Your assignment: Reproduce the data below in full and to the letter, images excepted.

(Image point grounding data)
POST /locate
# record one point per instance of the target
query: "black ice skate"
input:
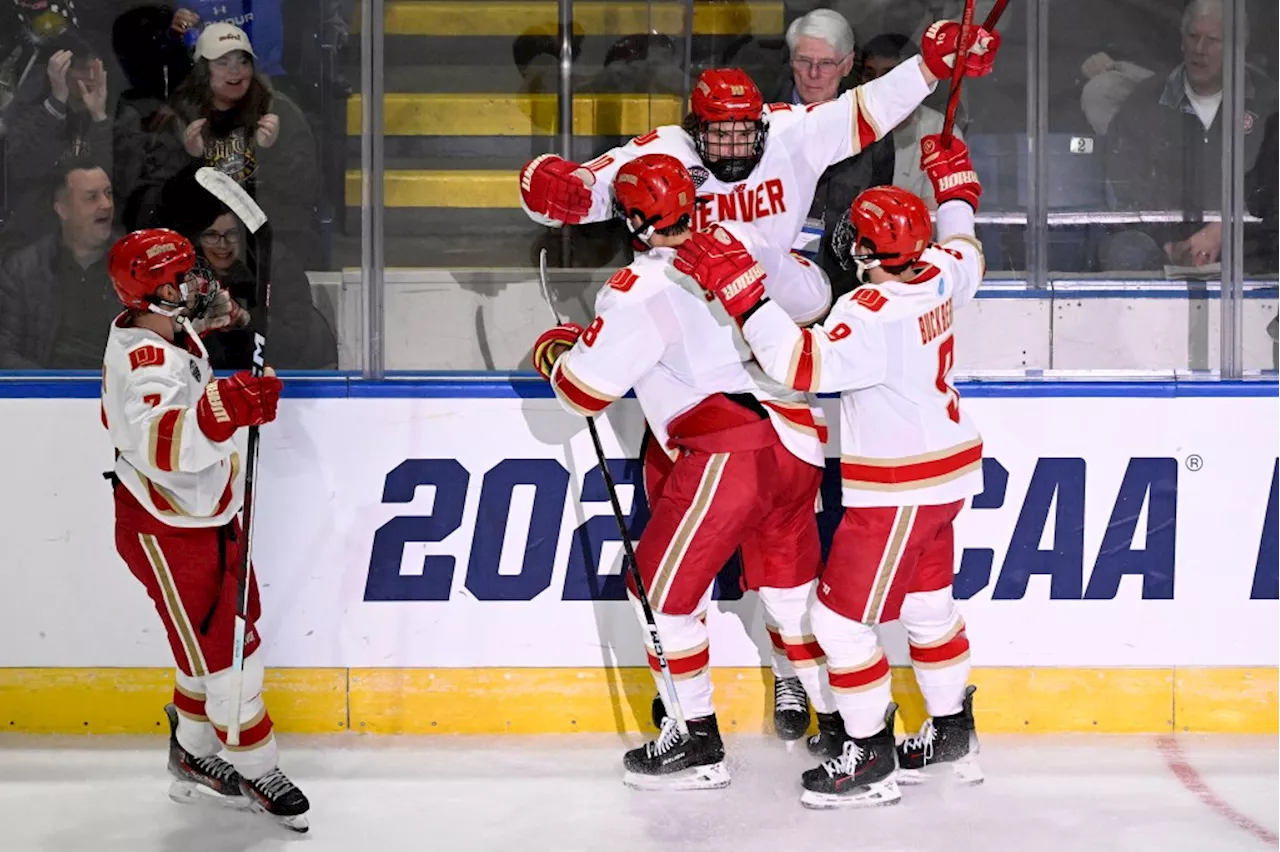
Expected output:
(277, 796)
(860, 777)
(200, 779)
(790, 709)
(675, 763)
(944, 742)
(830, 740)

Output below:
POST /locate
# record one point per instance of the target
query: "black ice skate"
input:
Expected output:
(277, 796)
(860, 777)
(200, 779)
(790, 709)
(675, 763)
(944, 742)
(830, 740)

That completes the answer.